#### [Task requirements]
Extend the passage below on the legacy of imperialism, Zionism and revisionism in the Middle East, starting after its final sentence.

Triple legacy of imperialism, Zionism and revisionism
When British and French imperialism co-opted the Arab revolt against the Ottoman Empire a hundred years ago during WWI, they
created a patchwork of states
that didn't really correspond to real ethnic or religious divisions in
the Middle East. States like Syria, Lebanon, Jordan and Iraq were
created to the advantage of imperialism, which understood the growing
importance of oil and therefore their strategic imperatives in the
region. As in Africa, divide and conquer was their watchword. Soon
nationalism and anti-colonialism grew in response to the regional
imperialist mandates, forces of rebellion appeared all over the Middle
East. Communist parties and militant labor movements blossomed.
But with the creation of the Zionist entity of Israel in the late
1940s, suddenly the obvious divisions of class were not the only
faultlines. Palestine was occupied and a whole nation dispersed. Iraq
before Israel had a large Jewish population, and this population was a
backbone in fact of the Iraqi Communist Party. As Israel insisted on the
“Israeliness” of Jewish Arabs, suddenly sectarian identity became
crucial, pushing rifts in contradictory societies to the fore. Jewish
Arabs fled to Israel en masse. Arab nationalist forces kicked out direct
imperialist rule across the Middle East and tried to forge secular
societies, often using at least the rhetoric of socialism. Leftists
(perhaps best identified as “revisionists”) subordinated their politics
to those of the nationalists in country after country, and over the
decades found themselves in turn co-opted or brutally repressed.
Meanwhile, the State of Israel, opposed by radicalizing,
communist-influenced guerrilla armies of Palestinian fedayeen, quietly
began to foster the development of Islamic social movements to subvert
the influence of secular nationalism and communism.
But with the victory of the Islamic revolution in Iran in 1979 and
the collapse of Soviet influence in the region ten years later,
nationalism and leftism buckled ineffectively against the continued
injustice and brutality of the Zionist state. All of a sudden the
sectarian and ethnic tensions began to flare, first with the Lebanese
civil war, the Soviet invasion of Afghanistan, then the Iran-Iraq war,
and eventually three invasions by US imperialism. Islamic fundamentalism
gained new legitimacy as an effective form of opposition to local
corruption, to imperialism and to some extent Zionism, and suddenly
secular ideologies, including Marxism, seemed irrelevant. (Islamic
fundamentalism also gained a fortune in aid from the US as it positioned
itself against the Soviet Union in Afghanistan; even Osama bin Laden
was America's best friend
for a hot minute in the 1980s).
ISIS, like Al-Qaeda, is a product of this new reality. Social
revolution, though vastly different than what how we communists define
it, is now the watchword of the religious far right. Of course the
Middle East is not the only place where that is increasingly true:
there's a serious warning embedded here for leftist revolutionaries. The
social revolution promised by ISIS involves a repressive, deeply
conservative view of Islam.

#### [Raw data]
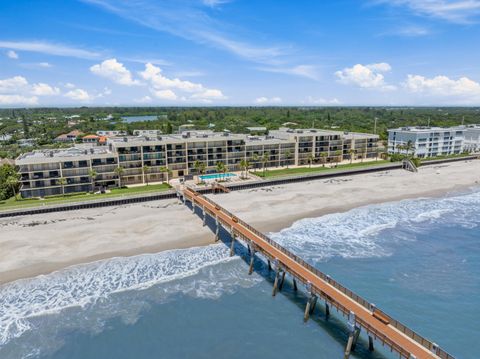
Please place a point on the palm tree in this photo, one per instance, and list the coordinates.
(323, 157)
(364, 154)
(13, 182)
(166, 170)
(255, 159)
(310, 158)
(196, 166)
(410, 147)
(338, 153)
(220, 167)
(145, 170)
(62, 181)
(202, 167)
(92, 174)
(288, 155)
(119, 172)
(244, 165)
(351, 152)
(265, 158)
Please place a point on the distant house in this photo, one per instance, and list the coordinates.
(91, 139)
(147, 132)
(69, 137)
(102, 140)
(6, 161)
(257, 130)
(111, 133)
(26, 142)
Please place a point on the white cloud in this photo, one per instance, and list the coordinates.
(153, 74)
(187, 20)
(145, 99)
(159, 84)
(165, 94)
(18, 100)
(115, 71)
(267, 100)
(50, 49)
(13, 84)
(209, 94)
(12, 54)
(17, 90)
(459, 11)
(322, 101)
(42, 89)
(366, 76)
(307, 71)
(443, 86)
(79, 95)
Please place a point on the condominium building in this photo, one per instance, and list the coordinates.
(41, 171)
(426, 141)
(471, 142)
(145, 158)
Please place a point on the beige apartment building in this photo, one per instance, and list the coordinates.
(41, 170)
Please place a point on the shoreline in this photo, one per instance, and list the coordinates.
(30, 242)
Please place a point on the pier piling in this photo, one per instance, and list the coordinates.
(232, 245)
(282, 281)
(370, 343)
(252, 261)
(377, 324)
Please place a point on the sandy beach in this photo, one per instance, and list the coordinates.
(34, 245)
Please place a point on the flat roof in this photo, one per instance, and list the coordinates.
(426, 129)
(53, 155)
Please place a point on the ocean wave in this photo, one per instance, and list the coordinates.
(88, 284)
(357, 233)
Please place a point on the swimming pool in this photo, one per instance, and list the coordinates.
(217, 176)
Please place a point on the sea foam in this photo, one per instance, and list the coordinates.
(82, 285)
(355, 234)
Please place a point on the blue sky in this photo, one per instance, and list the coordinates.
(239, 52)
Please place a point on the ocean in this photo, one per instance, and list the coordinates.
(418, 260)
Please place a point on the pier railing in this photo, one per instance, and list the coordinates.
(432, 347)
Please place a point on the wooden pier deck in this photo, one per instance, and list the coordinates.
(361, 314)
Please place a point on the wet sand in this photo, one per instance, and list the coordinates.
(40, 244)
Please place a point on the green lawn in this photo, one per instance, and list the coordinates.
(115, 192)
(306, 170)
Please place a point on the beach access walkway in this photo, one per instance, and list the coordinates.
(361, 314)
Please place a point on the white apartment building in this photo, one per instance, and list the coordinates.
(472, 138)
(147, 132)
(427, 141)
(41, 170)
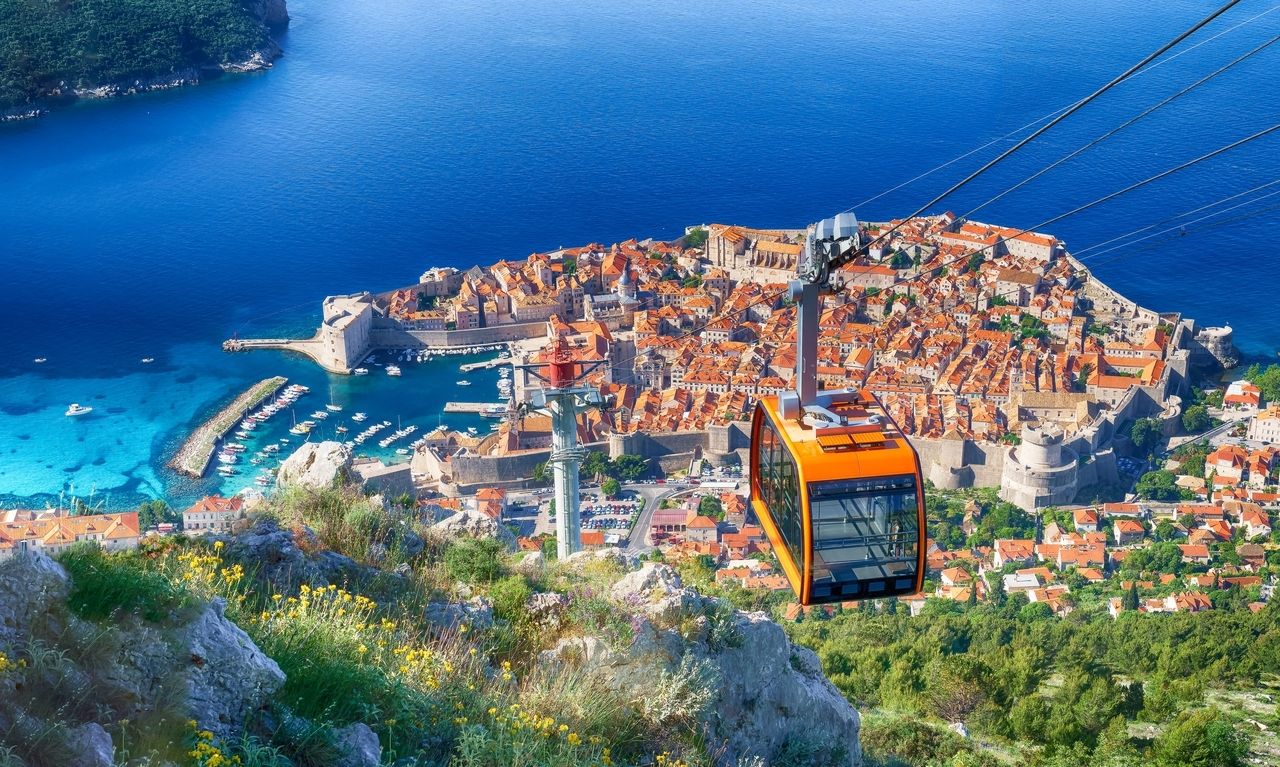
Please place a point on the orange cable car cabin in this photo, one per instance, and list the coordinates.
(840, 497)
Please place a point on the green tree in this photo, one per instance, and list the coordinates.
(1159, 485)
(595, 465)
(629, 468)
(1267, 379)
(510, 596)
(542, 473)
(1130, 597)
(474, 560)
(1144, 435)
(696, 237)
(1201, 739)
(956, 685)
(154, 512)
(711, 506)
(1196, 418)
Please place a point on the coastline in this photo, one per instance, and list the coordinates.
(257, 60)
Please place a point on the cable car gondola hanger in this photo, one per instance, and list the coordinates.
(835, 483)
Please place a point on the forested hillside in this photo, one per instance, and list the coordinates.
(94, 42)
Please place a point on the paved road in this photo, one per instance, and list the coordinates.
(1215, 433)
(653, 497)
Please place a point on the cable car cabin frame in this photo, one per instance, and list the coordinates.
(841, 500)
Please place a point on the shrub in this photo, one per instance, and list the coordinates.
(474, 560)
(510, 597)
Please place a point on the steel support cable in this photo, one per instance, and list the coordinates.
(1132, 187)
(1056, 112)
(1061, 117)
(1173, 218)
(1125, 124)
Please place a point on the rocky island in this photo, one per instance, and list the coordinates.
(53, 54)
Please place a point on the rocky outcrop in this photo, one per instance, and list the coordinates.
(228, 676)
(315, 465)
(280, 564)
(192, 662)
(762, 692)
(359, 745)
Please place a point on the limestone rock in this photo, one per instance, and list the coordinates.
(228, 675)
(472, 524)
(771, 690)
(359, 747)
(476, 612)
(278, 561)
(28, 584)
(657, 590)
(531, 565)
(618, 556)
(315, 465)
(763, 690)
(92, 745)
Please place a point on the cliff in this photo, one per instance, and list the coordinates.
(53, 54)
(337, 631)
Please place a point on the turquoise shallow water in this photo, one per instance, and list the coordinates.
(400, 135)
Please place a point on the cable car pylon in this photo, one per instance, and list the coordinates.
(562, 398)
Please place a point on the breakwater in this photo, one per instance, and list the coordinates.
(192, 457)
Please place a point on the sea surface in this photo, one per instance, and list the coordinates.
(400, 135)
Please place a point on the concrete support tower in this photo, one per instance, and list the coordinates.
(562, 401)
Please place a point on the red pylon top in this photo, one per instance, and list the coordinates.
(561, 369)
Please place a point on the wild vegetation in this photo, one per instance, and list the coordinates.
(374, 648)
(1083, 690)
(91, 42)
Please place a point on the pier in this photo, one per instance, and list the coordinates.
(485, 365)
(471, 406)
(192, 457)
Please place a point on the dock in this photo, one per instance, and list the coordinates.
(192, 457)
(471, 406)
(485, 365)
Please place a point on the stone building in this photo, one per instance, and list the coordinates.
(344, 329)
(1040, 471)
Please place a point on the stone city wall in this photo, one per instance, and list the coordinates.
(384, 336)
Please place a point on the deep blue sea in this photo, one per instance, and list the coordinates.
(400, 135)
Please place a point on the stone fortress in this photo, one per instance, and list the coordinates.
(1056, 442)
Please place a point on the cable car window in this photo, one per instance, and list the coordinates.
(780, 488)
(864, 532)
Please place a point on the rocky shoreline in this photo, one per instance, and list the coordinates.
(273, 14)
(259, 60)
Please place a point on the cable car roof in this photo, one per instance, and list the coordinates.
(823, 455)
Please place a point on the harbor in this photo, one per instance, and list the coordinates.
(484, 365)
(192, 459)
(475, 407)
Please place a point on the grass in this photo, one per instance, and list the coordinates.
(104, 585)
(360, 652)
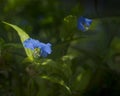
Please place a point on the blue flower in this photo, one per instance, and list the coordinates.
(83, 23)
(32, 44)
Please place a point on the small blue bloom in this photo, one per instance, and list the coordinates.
(32, 44)
(83, 23)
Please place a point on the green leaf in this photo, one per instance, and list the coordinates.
(23, 36)
(56, 80)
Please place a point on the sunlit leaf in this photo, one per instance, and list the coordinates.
(23, 36)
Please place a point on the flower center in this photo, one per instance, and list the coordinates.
(36, 53)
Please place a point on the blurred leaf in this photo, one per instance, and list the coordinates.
(56, 80)
(23, 36)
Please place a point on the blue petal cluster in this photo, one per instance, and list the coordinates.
(45, 49)
(83, 23)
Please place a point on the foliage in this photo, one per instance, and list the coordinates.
(81, 63)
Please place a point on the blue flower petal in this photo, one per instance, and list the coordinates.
(46, 49)
(83, 23)
(31, 43)
(88, 22)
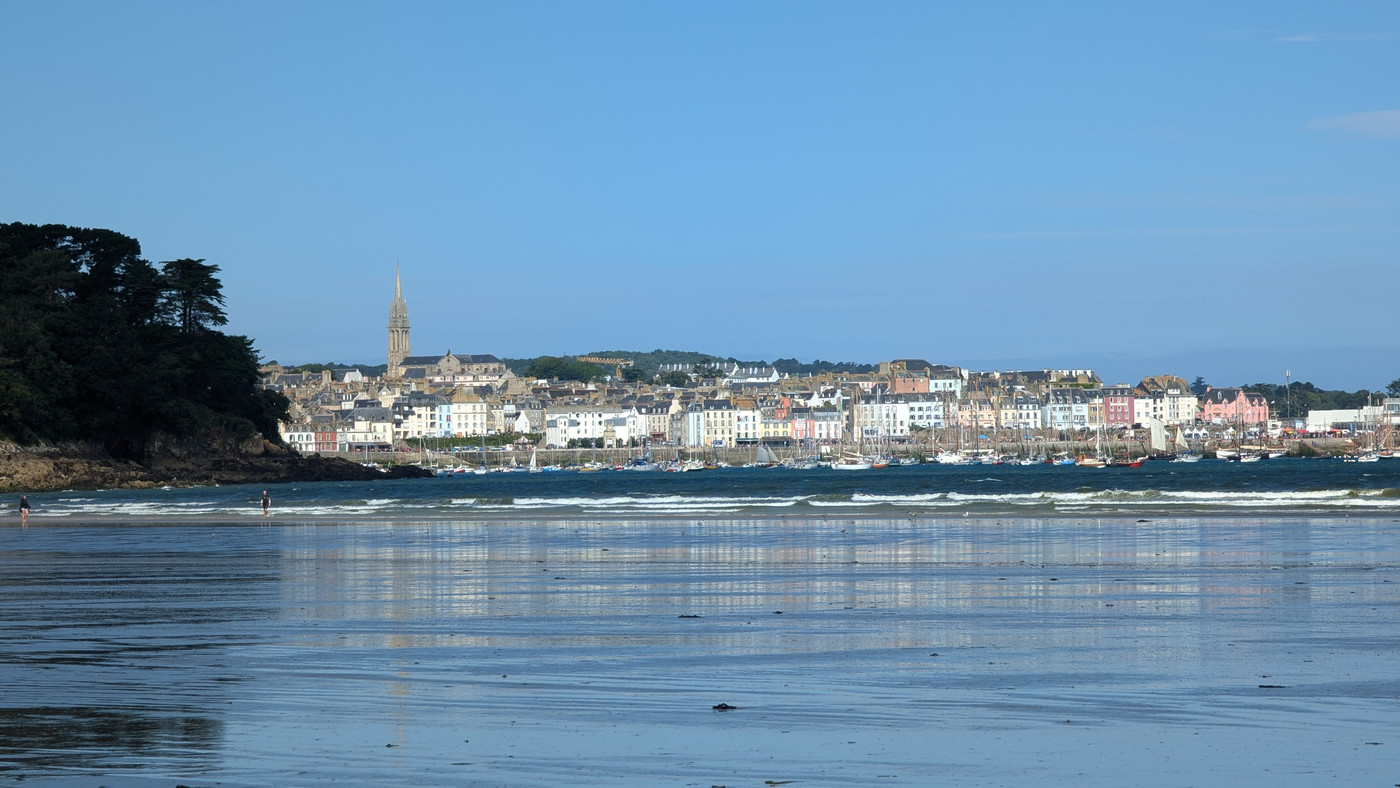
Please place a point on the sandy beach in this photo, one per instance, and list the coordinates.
(1183, 651)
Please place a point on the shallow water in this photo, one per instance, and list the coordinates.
(1283, 486)
(902, 651)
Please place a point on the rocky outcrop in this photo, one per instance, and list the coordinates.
(168, 462)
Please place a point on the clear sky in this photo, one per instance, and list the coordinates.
(1172, 188)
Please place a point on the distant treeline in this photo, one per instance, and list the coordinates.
(100, 345)
(1298, 399)
(367, 370)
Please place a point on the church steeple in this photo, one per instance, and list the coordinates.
(398, 326)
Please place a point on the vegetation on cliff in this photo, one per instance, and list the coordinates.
(100, 345)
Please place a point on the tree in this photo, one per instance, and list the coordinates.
(193, 298)
(97, 345)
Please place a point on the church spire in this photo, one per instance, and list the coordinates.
(398, 326)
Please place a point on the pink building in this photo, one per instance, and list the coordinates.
(1234, 406)
(1117, 406)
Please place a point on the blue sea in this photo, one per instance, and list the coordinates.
(906, 627)
(1281, 486)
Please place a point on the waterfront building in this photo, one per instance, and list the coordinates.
(882, 419)
(590, 421)
(1234, 406)
(1119, 406)
(1066, 409)
(1025, 412)
(720, 420)
(927, 412)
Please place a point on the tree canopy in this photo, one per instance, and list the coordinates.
(1298, 399)
(100, 345)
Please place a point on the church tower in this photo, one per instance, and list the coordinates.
(398, 326)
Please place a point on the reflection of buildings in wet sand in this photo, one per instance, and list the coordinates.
(1059, 584)
(122, 652)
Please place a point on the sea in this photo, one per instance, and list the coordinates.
(1172, 624)
(1280, 486)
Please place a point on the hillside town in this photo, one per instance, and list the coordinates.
(905, 400)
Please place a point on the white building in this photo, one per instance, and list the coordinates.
(590, 421)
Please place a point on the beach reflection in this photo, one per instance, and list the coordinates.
(336, 648)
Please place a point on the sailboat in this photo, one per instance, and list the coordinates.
(853, 459)
(765, 458)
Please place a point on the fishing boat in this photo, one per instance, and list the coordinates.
(765, 458)
(851, 459)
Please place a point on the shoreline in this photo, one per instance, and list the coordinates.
(517, 518)
(53, 469)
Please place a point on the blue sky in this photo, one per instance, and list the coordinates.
(1196, 188)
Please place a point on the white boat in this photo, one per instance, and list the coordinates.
(853, 461)
(765, 458)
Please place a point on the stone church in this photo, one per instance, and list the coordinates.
(448, 368)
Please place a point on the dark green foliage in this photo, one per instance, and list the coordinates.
(367, 370)
(1301, 399)
(559, 368)
(816, 367)
(98, 345)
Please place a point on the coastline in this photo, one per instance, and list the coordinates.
(52, 469)
(548, 651)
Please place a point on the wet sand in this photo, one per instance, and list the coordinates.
(1182, 651)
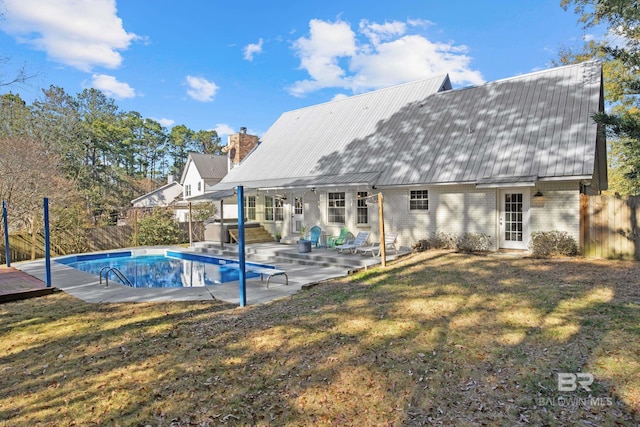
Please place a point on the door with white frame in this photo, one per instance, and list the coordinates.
(298, 214)
(514, 218)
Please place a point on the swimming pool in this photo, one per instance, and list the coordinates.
(166, 269)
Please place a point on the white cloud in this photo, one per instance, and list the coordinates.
(110, 86)
(223, 129)
(164, 122)
(378, 32)
(201, 89)
(81, 33)
(379, 55)
(252, 49)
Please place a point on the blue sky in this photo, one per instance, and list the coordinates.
(222, 65)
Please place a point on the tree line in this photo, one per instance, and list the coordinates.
(89, 157)
(619, 50)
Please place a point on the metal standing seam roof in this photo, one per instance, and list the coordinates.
(537, 125)
(209, 166)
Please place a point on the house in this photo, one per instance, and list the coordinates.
(201, 171)
(163, 196)
(506, 158)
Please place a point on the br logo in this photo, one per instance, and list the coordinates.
(569, 382)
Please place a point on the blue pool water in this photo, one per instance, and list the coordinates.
(171, 270)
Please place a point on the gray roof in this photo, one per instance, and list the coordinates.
(520, 129)
(209, 166)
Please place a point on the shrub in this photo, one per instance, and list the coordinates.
(473, 242)
(442, 240)
(549, 243)
(158, 228)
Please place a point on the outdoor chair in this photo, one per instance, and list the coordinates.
(353, 244)
(314, 235)
(390, 240)
(333, 241)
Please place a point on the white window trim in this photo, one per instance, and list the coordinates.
(418, 210)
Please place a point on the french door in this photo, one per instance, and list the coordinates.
(514, 218)
(298, 214)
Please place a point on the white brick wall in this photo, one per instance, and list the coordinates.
(455, 209)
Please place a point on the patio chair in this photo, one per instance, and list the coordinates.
(333, 241)
(353, 244)
(314, 235)
(390, 240)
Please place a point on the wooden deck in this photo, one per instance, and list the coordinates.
(16, 285)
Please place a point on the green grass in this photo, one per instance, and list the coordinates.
(436, 339)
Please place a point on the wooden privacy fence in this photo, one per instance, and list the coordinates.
(609, 227)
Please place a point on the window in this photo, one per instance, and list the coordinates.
(363, 209)
(268, 208)
(336, 209)
(298, 206)
(250, 207)
(279, 210)
(419, 200)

#### [Answer for the task]
Today's Iraqi government was created by US imperialism in the
aftermath of its unprovoked invasion in 2003. The government was set up
in a power-sharing arrangement between Iraq's Sunni, Shi'ite, and
Kurdish populations, inverting the dominance from Sunni under Saddam to
Shi'a under al-Maliki. The US stopped a Sunni insurgency through a
combination of mass violence and bribery. And then the US left.
The blood-soaked arrogance of US imperialism
Let's be direct: responsibility for the violence in Iraq can now be
laid squarely at the feet of US imperialism. The US broke and shattered
the country of Iraq by invading and dismantling the existing secular
state. Without shedding tears for the anti-communist dictator Saddam,
it's important to recognize what happened when the most powerful country
in the world (allied with a host of the world's reactionary forces from
British imperialism to local reactionaries like the Saudi Arabian
monarchy) steamrolled over Iraq. By destroying nation-states and
replacing them with cesspools of corruption they have unleashed the
worst kind of intercommunal violence.
American media, pundits, and most politicians all cheered the drive
to war in the aftermath of 9/11. They ignored the simple fact that Iraq
had nothing to do with 9/11; they wrapped themselves up in falsified
evidence and lies; and they ignored a mass antiwar movement inside the
US. So sure of themselves and their superiority in a one-superpower
world, they lead the US into a war that cost uncountable thousands of
Iraqi lives, and made the daily lives of the Iraqi people a dangerous
hell. They bolstered the reactionary Al-Qaeda they claimed to be
fighting, sending thousands of Iraqis into its arms as a rallying point
for resistance.

The
US adventure in Iraq was simply a failure for imperialism. Aside from
its atrocious but futile toll in Iraq itself, it had a devastating
effect on the US economy. It damaged US hegemony over Europe. And the
weakness it revealed in US imperialism's resolve to sustain an extended
conflict has emboldened a resurgence of Russian imperialism, which seems
to no longer be particularly concerned about US intimidation, witness
events in Syria and Ukraine. And now the US is faced with the ignoble
prospect of simultaneously bullying and threatening Iran over its
nuclear program while watching Iranian ground forces forestall an ISIS
sweep into Baghdad. And as further evidence of the wreckage of
imperialist policies, US allies have poured millions into Syria to arm
reactionary armies including ISIS that the US is now trying to figure
out what to do about.
When ISIS swept Iraq last week, all the familiar stinking vultures of
the US political scene started squawking. Everybody from
ideologue-fantasist
Kenneth Pollack and disgraced government media agent
Judith Miller who both stoked the 2003 invasion to actual
war criminal John McCain
have started to offer their opinions and demand US action. The
Republican speaker of the house, John Boehner, virtually called
President Obama a
“lazy ni**er” for
failing to send in the bombers. When Obama finally spoke up, he
outrageously lectured the Iraqi government about how it should be
respecting Iraq's religious diversity better. He says he has not yet
decided how to respond to the ISIS advance. It is certainly possible he
will unleash his war machine, which is good news for nobody but
imperialism.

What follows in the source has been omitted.